■ **Provided information**
────────────────
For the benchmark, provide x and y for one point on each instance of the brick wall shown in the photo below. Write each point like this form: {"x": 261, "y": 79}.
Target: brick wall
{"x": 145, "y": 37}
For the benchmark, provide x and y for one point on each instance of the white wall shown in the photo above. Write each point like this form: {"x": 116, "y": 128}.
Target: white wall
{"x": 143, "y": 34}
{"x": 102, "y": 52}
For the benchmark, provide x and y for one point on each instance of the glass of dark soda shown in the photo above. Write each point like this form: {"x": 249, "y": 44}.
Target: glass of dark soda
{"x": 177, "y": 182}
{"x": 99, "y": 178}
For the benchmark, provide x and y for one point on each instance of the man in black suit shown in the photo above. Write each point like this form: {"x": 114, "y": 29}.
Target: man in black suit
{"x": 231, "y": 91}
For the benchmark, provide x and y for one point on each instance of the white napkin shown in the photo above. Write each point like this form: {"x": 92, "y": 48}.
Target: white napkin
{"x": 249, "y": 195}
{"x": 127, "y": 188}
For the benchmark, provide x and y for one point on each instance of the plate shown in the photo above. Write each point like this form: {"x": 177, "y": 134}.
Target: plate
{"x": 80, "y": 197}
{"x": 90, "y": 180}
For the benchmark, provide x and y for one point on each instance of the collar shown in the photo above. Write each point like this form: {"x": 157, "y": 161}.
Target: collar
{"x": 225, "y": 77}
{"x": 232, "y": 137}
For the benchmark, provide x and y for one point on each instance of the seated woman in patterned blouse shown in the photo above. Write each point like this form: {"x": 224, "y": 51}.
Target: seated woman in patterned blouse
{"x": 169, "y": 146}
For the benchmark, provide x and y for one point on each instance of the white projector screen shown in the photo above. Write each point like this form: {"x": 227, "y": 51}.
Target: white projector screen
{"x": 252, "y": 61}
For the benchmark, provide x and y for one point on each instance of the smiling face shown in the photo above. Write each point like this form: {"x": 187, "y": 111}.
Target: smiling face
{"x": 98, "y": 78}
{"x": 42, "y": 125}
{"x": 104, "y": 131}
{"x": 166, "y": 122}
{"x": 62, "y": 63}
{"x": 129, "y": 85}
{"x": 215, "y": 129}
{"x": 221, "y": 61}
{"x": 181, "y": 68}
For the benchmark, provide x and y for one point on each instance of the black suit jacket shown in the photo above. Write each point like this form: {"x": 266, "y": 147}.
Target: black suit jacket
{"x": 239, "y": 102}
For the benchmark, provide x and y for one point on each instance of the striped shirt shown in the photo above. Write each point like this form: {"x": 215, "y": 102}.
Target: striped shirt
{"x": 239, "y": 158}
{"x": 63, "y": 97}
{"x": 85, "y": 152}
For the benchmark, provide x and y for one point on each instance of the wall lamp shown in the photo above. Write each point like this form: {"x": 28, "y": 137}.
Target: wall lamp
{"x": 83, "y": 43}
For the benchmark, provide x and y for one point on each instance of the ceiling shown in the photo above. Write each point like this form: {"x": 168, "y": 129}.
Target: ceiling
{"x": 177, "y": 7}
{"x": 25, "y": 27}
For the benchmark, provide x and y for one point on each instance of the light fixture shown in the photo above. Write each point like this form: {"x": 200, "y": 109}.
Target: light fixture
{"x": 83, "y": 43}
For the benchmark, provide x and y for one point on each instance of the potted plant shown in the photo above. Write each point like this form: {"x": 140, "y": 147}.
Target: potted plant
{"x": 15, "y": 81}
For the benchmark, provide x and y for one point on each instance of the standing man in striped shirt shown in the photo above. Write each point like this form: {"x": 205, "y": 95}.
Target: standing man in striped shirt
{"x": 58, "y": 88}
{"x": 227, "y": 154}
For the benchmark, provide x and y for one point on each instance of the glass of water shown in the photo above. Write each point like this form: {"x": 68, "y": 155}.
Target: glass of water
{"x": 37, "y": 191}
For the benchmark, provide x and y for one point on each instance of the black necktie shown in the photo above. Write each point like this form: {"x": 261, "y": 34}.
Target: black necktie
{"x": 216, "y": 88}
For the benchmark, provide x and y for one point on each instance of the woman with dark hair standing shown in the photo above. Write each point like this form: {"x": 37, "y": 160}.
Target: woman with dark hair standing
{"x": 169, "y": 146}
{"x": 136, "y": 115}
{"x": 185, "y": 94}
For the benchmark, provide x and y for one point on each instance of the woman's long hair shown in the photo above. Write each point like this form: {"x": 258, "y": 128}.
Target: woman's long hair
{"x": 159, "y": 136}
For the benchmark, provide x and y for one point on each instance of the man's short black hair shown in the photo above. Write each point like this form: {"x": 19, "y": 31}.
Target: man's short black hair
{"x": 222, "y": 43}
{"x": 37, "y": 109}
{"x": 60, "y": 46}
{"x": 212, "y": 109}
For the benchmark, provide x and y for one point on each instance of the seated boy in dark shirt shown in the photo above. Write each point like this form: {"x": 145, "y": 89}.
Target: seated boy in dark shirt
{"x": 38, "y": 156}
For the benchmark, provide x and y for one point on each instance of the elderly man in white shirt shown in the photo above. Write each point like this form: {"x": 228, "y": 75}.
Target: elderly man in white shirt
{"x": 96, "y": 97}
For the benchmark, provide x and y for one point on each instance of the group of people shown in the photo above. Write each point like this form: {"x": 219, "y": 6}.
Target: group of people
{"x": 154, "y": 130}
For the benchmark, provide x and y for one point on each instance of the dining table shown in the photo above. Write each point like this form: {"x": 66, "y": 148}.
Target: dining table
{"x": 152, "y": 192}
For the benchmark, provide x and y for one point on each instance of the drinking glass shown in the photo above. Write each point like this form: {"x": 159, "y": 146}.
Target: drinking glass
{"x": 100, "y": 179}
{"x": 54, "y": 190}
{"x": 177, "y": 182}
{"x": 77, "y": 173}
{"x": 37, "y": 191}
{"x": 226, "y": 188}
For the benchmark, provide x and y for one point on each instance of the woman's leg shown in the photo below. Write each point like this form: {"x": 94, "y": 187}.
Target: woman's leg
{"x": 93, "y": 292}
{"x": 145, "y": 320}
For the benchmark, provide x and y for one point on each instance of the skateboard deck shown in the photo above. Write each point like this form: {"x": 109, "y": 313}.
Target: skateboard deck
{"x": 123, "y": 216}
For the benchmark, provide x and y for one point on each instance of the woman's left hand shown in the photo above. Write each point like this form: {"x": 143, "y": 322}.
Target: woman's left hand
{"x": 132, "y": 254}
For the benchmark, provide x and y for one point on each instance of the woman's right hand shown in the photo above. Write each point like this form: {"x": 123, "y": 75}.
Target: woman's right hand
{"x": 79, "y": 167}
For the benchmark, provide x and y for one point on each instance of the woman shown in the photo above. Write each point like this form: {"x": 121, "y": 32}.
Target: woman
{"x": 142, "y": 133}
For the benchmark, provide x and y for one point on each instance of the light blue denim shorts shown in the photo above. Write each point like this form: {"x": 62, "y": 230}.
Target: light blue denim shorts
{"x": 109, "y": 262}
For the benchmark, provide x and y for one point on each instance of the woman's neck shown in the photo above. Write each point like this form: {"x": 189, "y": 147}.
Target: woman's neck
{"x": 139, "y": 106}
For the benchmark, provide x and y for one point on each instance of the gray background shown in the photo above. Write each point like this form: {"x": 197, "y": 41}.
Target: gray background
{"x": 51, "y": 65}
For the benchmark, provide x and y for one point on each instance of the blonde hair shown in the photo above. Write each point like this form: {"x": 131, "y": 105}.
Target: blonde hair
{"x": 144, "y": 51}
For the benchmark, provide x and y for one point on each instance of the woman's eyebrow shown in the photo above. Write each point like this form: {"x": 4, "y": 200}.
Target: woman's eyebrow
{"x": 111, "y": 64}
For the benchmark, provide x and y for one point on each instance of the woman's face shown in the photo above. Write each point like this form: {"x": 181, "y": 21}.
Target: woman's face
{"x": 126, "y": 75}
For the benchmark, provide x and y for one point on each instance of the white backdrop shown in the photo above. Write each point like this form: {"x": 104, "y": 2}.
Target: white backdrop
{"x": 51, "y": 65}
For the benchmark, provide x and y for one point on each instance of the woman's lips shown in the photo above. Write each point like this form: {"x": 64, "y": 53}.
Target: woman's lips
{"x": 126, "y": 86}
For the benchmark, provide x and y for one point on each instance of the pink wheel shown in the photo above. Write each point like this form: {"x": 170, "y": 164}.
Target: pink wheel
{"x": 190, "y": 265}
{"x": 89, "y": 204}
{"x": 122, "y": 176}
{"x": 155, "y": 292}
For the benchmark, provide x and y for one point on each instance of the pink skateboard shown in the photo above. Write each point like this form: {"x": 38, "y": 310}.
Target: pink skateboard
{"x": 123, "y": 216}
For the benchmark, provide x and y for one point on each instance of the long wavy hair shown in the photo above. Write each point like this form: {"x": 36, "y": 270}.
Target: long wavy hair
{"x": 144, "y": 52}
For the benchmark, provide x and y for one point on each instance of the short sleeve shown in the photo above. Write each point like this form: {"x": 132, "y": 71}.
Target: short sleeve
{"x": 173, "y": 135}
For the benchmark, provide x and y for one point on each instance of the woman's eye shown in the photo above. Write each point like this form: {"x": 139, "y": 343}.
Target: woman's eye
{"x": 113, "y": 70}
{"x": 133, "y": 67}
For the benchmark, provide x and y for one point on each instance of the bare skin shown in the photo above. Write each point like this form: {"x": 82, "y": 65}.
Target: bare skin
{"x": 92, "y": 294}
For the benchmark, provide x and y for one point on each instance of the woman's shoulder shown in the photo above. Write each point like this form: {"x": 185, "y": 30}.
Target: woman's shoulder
────────────────
■ **Short task**
Restate the data starting at the line that contains "the white backdrop" and running through the end of the data, switching every "pink" to "purple" and leaving everything else unchanged.

■ **The response**
For the benchmark, provide x and y for one point on each instance of the white backdrop shown in the photo above. Write each point like this form: {"x": 104, "y": 2}.
Target: white backdrop
{"x": 51, "y": 65}
For the benchmark, provide x and y for one point on each instance of the woman's lips shown in the photo above. Write each point like this form: {"x": 64, "y": 53}.
Target: woman's lips
{"x": 126, "y": 86}
For the benchmark, provide x and y for one point on each instance of the purple wheel shown in the photo above. Write each point like this form: {"x": 170, "y": 164}.
Target: purple wheel
{"x": 190, "y": 265}
{"x": 89, "y": 204}
{"x": 122, "y": 176}
{"x": 155, "y": 292}
For the benchmark, provide x and y for one point on each instance of the purple skateboard shown in the photo above. Write each point like this form: {"x": 38, "y": 310}.
Target: purple skateboard
{"x": 123, "y": 216}
For the benchmark, provide x and y for one point on each instance of the long wavy hair shown in the photo above. Write each point like this form: {"x": 36, "y": 270}.
Target: long wavy hair
{"x": 144, "y": 52}
For the benchmark, provide x and y for one point on each instance of the short sleeve shown in the photo above. Write each point like this form: {"x": 132, "y": 71}.
Target: short sleeve
{"x": 173, "y": 135}
For the benchmark, provide x and y for one point on each instance of the woman's eye shown in the photo above. Write each point like this form: {"x": 139, "y": 343}.
Target: woman's eye
{"x": 113, "y": 70}
{"x": 133, "y": 67}
For the benchmark, provide x and y for one point on each instance of the bare skin shown in the photo above. Write each point like this form: {"x": 82, "y": 65}.
Target: bare skin
{"x": 92, "y": 294}
For the benchmark, provide x and y for one point on each instance of the woman's shoulder shown in the photo above. Write each point like this form: {"x": 185, "y": 30}.
Target: woman's shoulder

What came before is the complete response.